>> start Material for the task

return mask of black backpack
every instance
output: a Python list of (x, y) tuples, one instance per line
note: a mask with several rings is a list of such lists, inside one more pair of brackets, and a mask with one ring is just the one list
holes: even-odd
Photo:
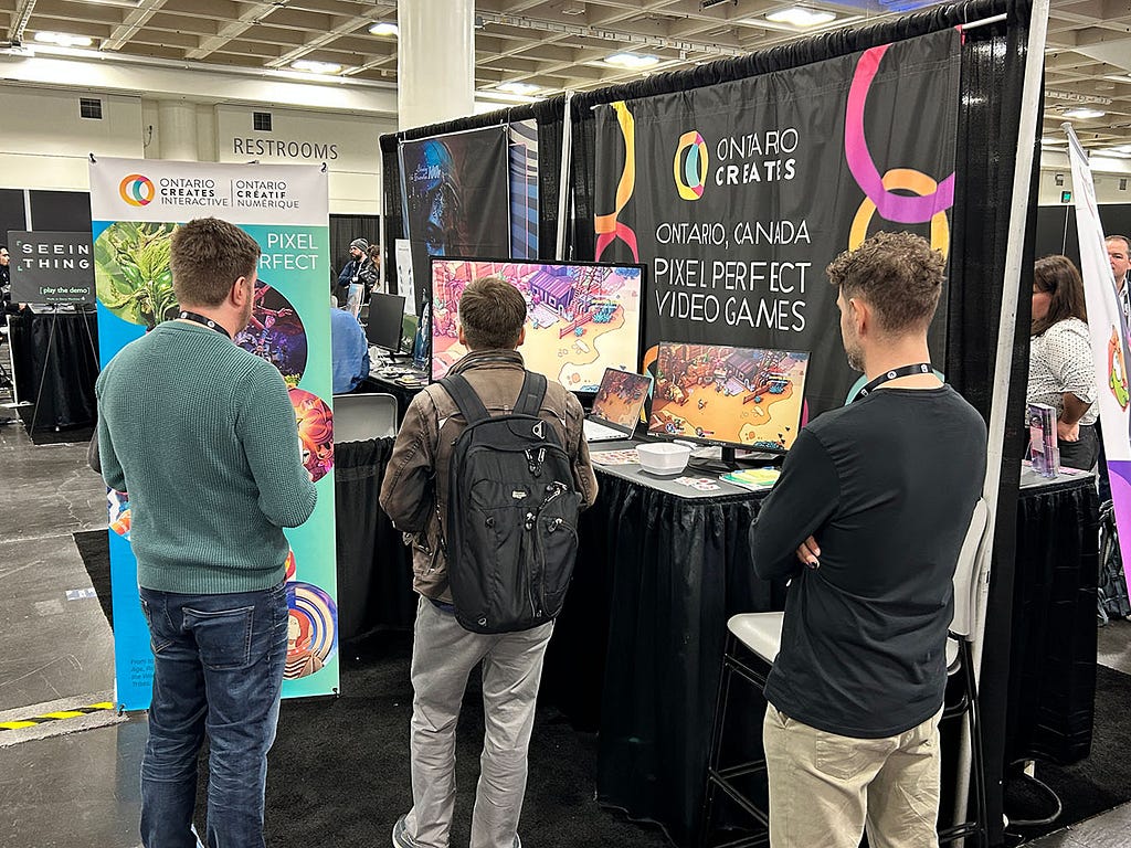
[(566, 600), (580, 503), (558, 432), (538, 417), (546, 378), (527, 371), (513, 413), (494, 417), (461, 374), (440, 384), (467, 421), (444, 539), (456, 618), (475, 633), (536, 628)]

>> end Material for the task

Count the lines of the data above that contain the string "instance". Matching is case-sensitive, and the reply should be the number alone.

**The response**. 2